(Dataset entries)
BEGIN
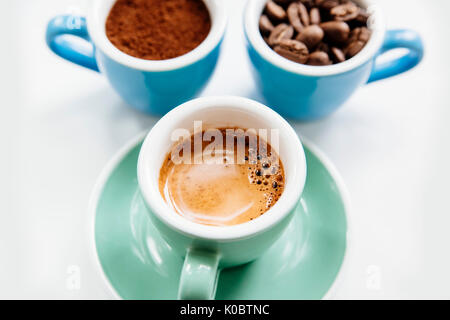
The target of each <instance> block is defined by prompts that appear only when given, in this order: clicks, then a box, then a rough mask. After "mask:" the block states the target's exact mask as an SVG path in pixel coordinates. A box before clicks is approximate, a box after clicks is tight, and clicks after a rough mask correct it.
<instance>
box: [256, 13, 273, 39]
mask: <svg viewBox="0 0 450 320" xmlns="http://www.w3.org/2000/svg"><path fill="white" fill-rule="evenodd" d="M274 28H275V27H274V26H273V24H272V22H270V20H269V18H268V17H267V16H266V15H265V14H263V15H262V16H261V18H259V30H260V31H261V33H262V34H265V35H267V34H270V33H271V32H272V31H273V29H274Z"/></svg>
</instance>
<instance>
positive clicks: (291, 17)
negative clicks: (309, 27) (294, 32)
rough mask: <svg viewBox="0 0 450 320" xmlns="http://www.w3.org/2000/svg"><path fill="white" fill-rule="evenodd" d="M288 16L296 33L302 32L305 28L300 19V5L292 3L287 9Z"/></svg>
mask: <svg viewBox="0 0 450 320" xmlns="http://www.w3.org/2000/svg"><path fill="white" fill-rule="evenodd" d="M287 16H288V19H289V22H290V23H291V25H292V26H293V27H294V29H295V31H297V32H302V30H303V28H304V26H303V24H302V22H301V19H300V11H299V7H298V3H291V4H290V5H289V7H288V8H287Z"/></svg>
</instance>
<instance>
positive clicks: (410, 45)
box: [367, 29, 424, 83]
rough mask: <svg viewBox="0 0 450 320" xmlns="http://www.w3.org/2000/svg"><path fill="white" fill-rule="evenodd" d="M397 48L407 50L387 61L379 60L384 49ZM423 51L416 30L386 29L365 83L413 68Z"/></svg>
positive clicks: (417, 61)
mask: <svg viewBox="0 0 450 320" xmlns="http://www.w3.org/2000/svg"><path fill="white" fill-rule="evenodd" d="M398 48H404V49H408V52H407V53H405V54H404V55H402V56H400V57H397V58H394V59H390V60H387V61H380V60H379V57H380V56H381V55H382V54H383V53H385V52H386V51H389V50H393V49H398ZM423 53H424V49H423V42H422V39H421V37H420V35H419V34H418V33H417V32H415V31H412V30H404V29H398V30H389V31H387V32H386V37H385V39H384V43H383V46H382V47H381V50H380V51H379V52H378V55H377V57H376V58H375V63H374V66H373V69H372V73H371V74H370V78H369V81H368V82H367V83H370V82H374V81H378V80H382V79H386V78H389V77H392V76H395V75H397V74H400V73H403V72H405V71H408V70H410V69H412V68H414V67H415V66H417V65H418V64H419V62H420V61H421V60H422V58H423Z"/></svg>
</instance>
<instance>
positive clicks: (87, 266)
mask: <svg viewBox="0 0 450 320" xmlns="http://www.w3.org/2000/svg"><path fill="white" fill-rule="evenodd" d="M224 1H227V3H228V9H229V15H230V21H229V28H228V33H227V37H226V41H225V43H224V47H223V51H222V55H221V58H220V61H219V64H218V66H217V70H216V73H215V74H214V77H213V78H212V81H211V82H210V84H209V86H208V87H207V88H206V90H205V91H204V93H203V95H224V94H233V95H242V96H248V97H257V91H256V88H255V85H254V82H253V81H252V79H251V78H250V71H249V70H250V69H249V68H250V65H249V62H248V59H247V56H246V52H245V47H244V40H243V37H242V29H241V26H242V20H241V13H242V11H241V9H242V5H243V4H244V2H245V1H244V0H224ZM88 2H89V0H87V1H76V0H0V15H1V17H0V18H1V19H0V41H1V42H0V43H1V44H0V46H1V50H0V57H1V59H0V97H1V100H0V101H1V106H0V146H1V149H0V200H1V201H0V298H39V299H48V298H60V299H81V298H87V299H103V298H109V295H108V294H107V292H106V291H105V286H104V283H103V282H102V280H101V278H100V277H99V273H98V270H97V269H96V268H95V264H94V261H93V260H92V258H91V257H90V256H89V255H88V254H87V252H88V248H89V246H90V245H92V244H90V243H89V239H88V236H87V235H88V230H87V211H86V209H87V205H88V200H89V196H90V193H91V190H92V188H93V186H94V183H95V181H96V179H97V177H98V175H99V173H100V172H101V170H102V168H103V167H104V165H105V164H106V163H107V162H108V160H109V159H110V158H111V157H112V156H113V155H114V154H115V153H116V152H117V151H118V150H119V149H120V148H121V147H122V146H123V145H124V144H125V143H126V142H127V141H128V140H129V139H130V138H132V137H133V136H135V135H136V134H137V133H139V132H141V131H142V130H144V129H148V128H150V127H151V126H152V124H154V123H155V121H156V118H152V117H149V116H146V115H143V114H141V113H139V112H136V111H134V110H132V109H130V108H128V107H127V106H126V105H125V104H124V103H123V102H122V101H121V100H120V98H119V97H118V96H117V95H116V94H115V93H114V91H113V90H112V89H111V87H110V86H109V85H108V83H107V81H106V80H105V78H104V77H103V76H101V75H99V74H96V73H95V72H92V71H89V70H85V69H83V68H81V67H77V66H75V65H73V64H71V63H68V62H65V61H63V60H61V59H60V58H58V57H56V56H55V55H54V54H52V53H51V52H50V51H49V50H48V48H47V47H46V45H45V41H44V34H45V28H46V23H47V21H48V20H49V19H50V18H51V17H53V16H55V15H57V14H60V13H67V12H80V13H82V12H83V11H84V10H83V8H84V7H85V5H86V4H87V3H88ZM379 5H380V6H381V7H382V8H383V9H384V12H385V14H386V20H387V24H388V27H389V28H413V29H415V30H418V31H419V32H420V33H421V34H422V36H423V38H424V41H425V45H426V56H425V59H424V61H423V63H422V64H421V65H420V66H419V67H418V68H416V69H415V70H413V71H411V72H408V73H407V74H404V75H401V76H398V77H396V78H392V79H389V80H385V81H381V82H378V83H374V84H371V85H368V86H366V87H364V88H362V89H361V90H359V91H358V92H357V94H355V95H354V96H353V97H352V98H351V99H350V100H349V101H348V103H346V105H345V106H343V107H342V108H341V109H340V110H339V111H338V112H336V113H335V114H333V115H332V116H330V117H328V118H326V119H324V120H321V121H317V122H313V123H296V122H292V125H293V126H294V127H295V128H296V129H298V131H299V132H300V133H301V134H302V135H304V136H305V137H307V138H309V140H311V141H312V142H314V143H315V144H317V145H318V146H319V147H320V148H321V149H322V150H323V151H324V152H325V153H326V154H327V155H328V156H329V157H330V159H331V160H332V162H333V163H334V164H335V166H336V167H337V169H338V170H339V171H340V172H341V174H342V176H343V178H344V181H345V183H346V185H347V187H348V189H349V193H350V197H351V201H352V207H353V211H352V215H353V218H354V221H353V222H354V225H353V227H354V230H353V232H354V233H353V244H354V248H355V252H354V255H353V257H352V259H351V260H350V261H349V265H348V268H349V269H348V273H347V274H348V276H347V277H346V278H345V279H344V281H343V283H342V285H341V287H340V289H339V290H338V298H357V299H366V298H374V299H381V298H387V299H393V298H406V299H414V298H447V299H448V298H450V293H449V289H448V287H449V286H450V273H449V270H450V257H449V249H448V246H449V244H450V202H449V198H450V192H449V185H448V184H449V183H448V182H449V181H450V169H449V165H450V150H449V149H450V126H449V125H448V121H449V120H450V93H449V91H450V86H449V80H450V79H449V78H450V76H449V74H450V68H449V67H450V62H449V58H448V56H449V50H450V45H449V36H448V33H449V29H450V22H449V21H450V19H449V12H450V2H449V1H447V0H431V1H418V0H396V1H390V0H383V1H379ZM71 266H76V268H79V270H80V272H81V273H80V280H81V282H80V284H81V286H80V288H73V287H72V288H71V287H70V286H69V287H68V286H67V281H68V279H69V278H70V270H71ZM374 279H375V280H379V282H378V281H375V285H374V281H373V280H374Z"/></svg>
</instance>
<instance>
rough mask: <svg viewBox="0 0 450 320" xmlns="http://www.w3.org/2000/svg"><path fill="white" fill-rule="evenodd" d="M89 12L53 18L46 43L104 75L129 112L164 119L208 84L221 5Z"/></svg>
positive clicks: (212, 2) (177, 3)
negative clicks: (162, 116)
mask: <svg viewBox="0 0 450 320" xmlns="http://www.w3.org/2000/svg"><path fill="white" fill-rule="evenodd" d="M89 7H90V8H89V10H88V15H87V17H86V18H85V17H83V16H77V15H60V16H57V17H55V18H53V19H52V20H51V21H50V22H49V24H48V26H47V33H46V41H47V44H48V46H49V47H50V49H51V50H52V51H53V52H54V53H56V54H57V55H59V56H60V57H62V58H64V59H66V60H68V61H70V62H73V63H75V64H77V65H80V66H82V67H85V68H87V69H91V70H94V71H97V72H100V73H102V74H103V75H105V76H106V78H107V79H108V81H109V82H110V84H111V86H112V87H113V88H114V89H115V91H116V92H117V93H118V94H119V95H120V96H121V97H122V98H123V100H125V101H126V102H127V103H128V104H129V105H130V106H132V107H134V108H136V109H139V110H140V111H143V112H146V113H150V114H156V115H163V114H165V113H167V112H168V111H169V110H170V109H172V108H174V107H175V106H177V105H179V104H181V103H183V102H185V101H187V100H190V99H191V98H192V97H194V96H196V95H197V94H198V93H199V92H200V90H201V89H202V88H204V87H205V85H206V84H207V83H208V81H209V79H210V76H211V75H212V73H213V71H214V69H215V66H216V63H217V60H218V57H219V52H220V46H221V43H222V40H223V36H224V33H225V28H226V12H225V9H224V7H223V3H222V1H221V0H197V1H181V0H170V1H157V0H149V1H135V0H130V1H128V0H92V1H90V4H89ZM208 14H209V16H208ZM77 38H78V39H77Z"/></svg>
END
Task to complete |
Would you copy, unchanged, the stretch of the records above that begins at the line containing "12L53 18L46 43L104" and ends at the line containing "positive clicks: (212, 2) (177, 3)", and only that?

Your solution |
rough mask: <svg viewBox="0 0 450 320" xmlns="http://www.w3.org/2000/svg"><path fill="white" fill-rule="evenodd" d="M89 12L53 18L46 43L104 75L129 112L164 119L208 84L221 5Z"/></svg>
positive clicks: (212, 2) (177, 3)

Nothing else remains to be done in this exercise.